Text provided

◆ ◆ ◆ ◆ ◆ ◆ ◆

Current recv bundles are only supported for multishot receives, and
additionally they also always post at least 2 CQEs if more data is
available than what a buffer will hold. This happens because the initial
bundle recv will do a single buffer, and then do the rest of what is in
the socket as a followup receive. As shown in a test program, if 1k
buffers are available and 32k is available to receive in the socket,
you'd get the following completions:
bundle=1, mshot=0
cqe res 1024
cqe res 1024
[...]
cqe res 1024
bundle=1, mshot=1
cqe res 1024
cqe res 31744
where bundle=1 && mshot=0 will post 32 1k completions, and bundle=1 &&
mshot=1 will post a 1k completion and then a 31k completion.

◆ ◆ ◆ ◆ ◆ ◆ ◆

Object location annotation data
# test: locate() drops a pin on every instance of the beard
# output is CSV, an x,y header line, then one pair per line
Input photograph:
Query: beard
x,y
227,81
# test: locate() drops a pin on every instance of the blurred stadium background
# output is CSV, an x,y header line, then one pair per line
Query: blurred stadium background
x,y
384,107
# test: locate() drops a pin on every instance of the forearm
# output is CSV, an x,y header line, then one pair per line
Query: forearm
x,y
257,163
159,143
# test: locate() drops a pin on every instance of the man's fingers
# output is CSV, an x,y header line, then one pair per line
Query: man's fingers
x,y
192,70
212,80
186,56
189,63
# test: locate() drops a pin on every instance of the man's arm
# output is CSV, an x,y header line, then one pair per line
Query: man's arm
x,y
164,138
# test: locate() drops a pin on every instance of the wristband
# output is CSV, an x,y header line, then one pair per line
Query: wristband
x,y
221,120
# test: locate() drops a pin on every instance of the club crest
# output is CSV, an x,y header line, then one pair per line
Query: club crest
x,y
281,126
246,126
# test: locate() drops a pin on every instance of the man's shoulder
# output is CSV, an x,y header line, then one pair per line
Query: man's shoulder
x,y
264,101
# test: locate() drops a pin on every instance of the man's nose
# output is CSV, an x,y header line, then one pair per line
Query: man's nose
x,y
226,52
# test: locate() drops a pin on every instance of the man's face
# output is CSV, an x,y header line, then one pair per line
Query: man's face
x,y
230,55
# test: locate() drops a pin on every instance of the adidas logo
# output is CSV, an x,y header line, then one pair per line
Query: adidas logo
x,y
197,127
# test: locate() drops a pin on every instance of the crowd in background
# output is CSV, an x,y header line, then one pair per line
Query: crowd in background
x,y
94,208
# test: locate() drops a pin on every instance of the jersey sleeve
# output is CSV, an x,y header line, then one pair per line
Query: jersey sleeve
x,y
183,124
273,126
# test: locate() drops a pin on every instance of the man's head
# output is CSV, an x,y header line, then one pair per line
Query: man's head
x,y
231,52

◆ ◆ ◆ ◆ ◆ ◆ ◆

Problem to work on
Write out the full text on receive bundles and multishot receives, word for word.

Expected output
Current recv bundles are only supported for multishot receives, and
additionally they also always post at least 2 CQEs if more data is
available than what a buffer will hold. This happens because the initial
bundle recv will do a single buffer, and then do the rest of what is in
the socket as a followup receive. As shown in a test program, if 1k
buffers are available and 32k is available to receive in the socket,
you'd get the following completions:
bundle=1, mshot=0
cqe res 1024
cqe res 1024
[...]
cqe res 1024
bundle=1, mshot=1
cqe res 1024
cqe res 31744
where bundle=1 && mshot=0 will post 32 1k completions, and bundle=1 &&
mshot=1 will post a 1k completion and then a 31k completion.